EXTRAIT DU TEXTE:
De belles fêtes de fin d’année, et à l’an 2016 !
Cordialement
Isabelle
Bonjour JO,
Bravo pour cette synthèse agréable à lire, néanmoins toujours difficile à appliquer ou à faire appliquer puisqu’il s’agit de changer soi.
Ce type d’article est d’une grande utilité.
Merci pour cette poublication.
Bonjour Jean Pierre
Merci pour tes encouragements.
Les habitudes de vie peuvent être changées facilement si on explique aux jeunes qu’ils vont retrouver la joie de vivre.
Le sevrage le plus délicat est celui de l’usage encadré des smartphones, car beaucoup d’ados les consultent la nuit sous la couverture…
Bonnes fêtes
Jo
Bonjour Jo
L’article est intéressant, mais malgré l’arrêt des nouvelles technologies après 20 heures, les ondes émisent vont perdurer dans l’atmosphère un bon moment il me semble ?
Cordialement.
Bonsoir Ludovic
Si on est en Wifi ou sur réseau mobile, il faut tout couper vers 20H. Le mental a alors le temps de s’apaiser.
Les effets de lumière bleue des écrans, qui ralentit la mélatonine et perturbe le sommeil, mettent une heure à s’estomper selon des recherches américaines.
Rien n’empêche d’arrêter les écrans avant 20H.
Cordialement
Jo
Très bien,
sinon que pensez- des orgonites censé lutter contre les pollutions électromagnétique ?
Bonsoir Ludovic
Je ne connais pas les orgonites.
Il faut se fier aux recherches scientifiques réalisées par des organismes publics indépendants.

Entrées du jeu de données
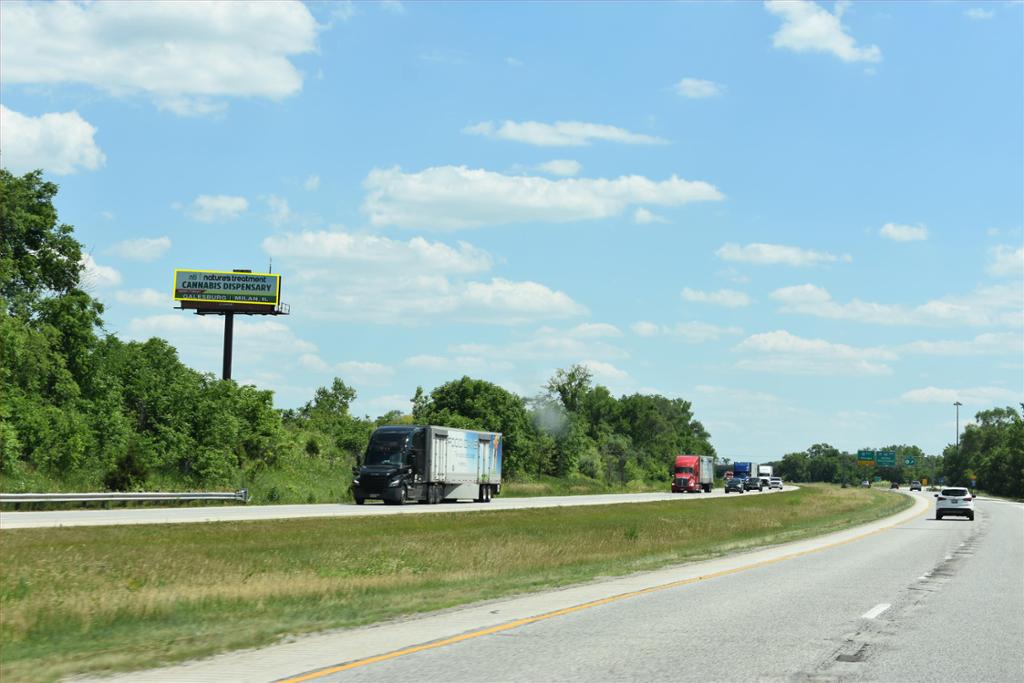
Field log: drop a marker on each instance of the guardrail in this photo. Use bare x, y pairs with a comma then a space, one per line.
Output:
242, 496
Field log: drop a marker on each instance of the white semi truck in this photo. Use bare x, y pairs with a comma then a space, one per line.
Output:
429, 464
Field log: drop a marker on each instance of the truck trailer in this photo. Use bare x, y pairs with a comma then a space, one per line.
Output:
692, 473
429, 464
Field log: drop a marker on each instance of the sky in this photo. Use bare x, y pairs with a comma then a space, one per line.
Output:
805, 218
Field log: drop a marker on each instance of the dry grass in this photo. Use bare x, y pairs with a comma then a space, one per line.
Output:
115, 598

TÂCHE A: Selon l'extrait, combien de temps mettent à s'estomper les effets de la lumière bleue des écrans ?
TÂCHE B: Recopiez le passage de l'extrait qui commence par « De belles fêtes » et se termine par « pour cette poublication. ».

RÉPONSE RÉDIGÉE A: Une heure, selon des recherches américaines.

RÉPONSE RÉDIGÉE B:
De belles fêtes de fin d’année, et à l’an 2016 !
Cordialement
Isabelle
Bonjour JO,
Bravo pour cette synthèse agréable à lire, néanmoins toujours difficile à appliquer ou à faire appliquer puisqu’il s’agit de changer soi.
Ce type d’article est d’une grande utilité.
Merci pour cette poublication.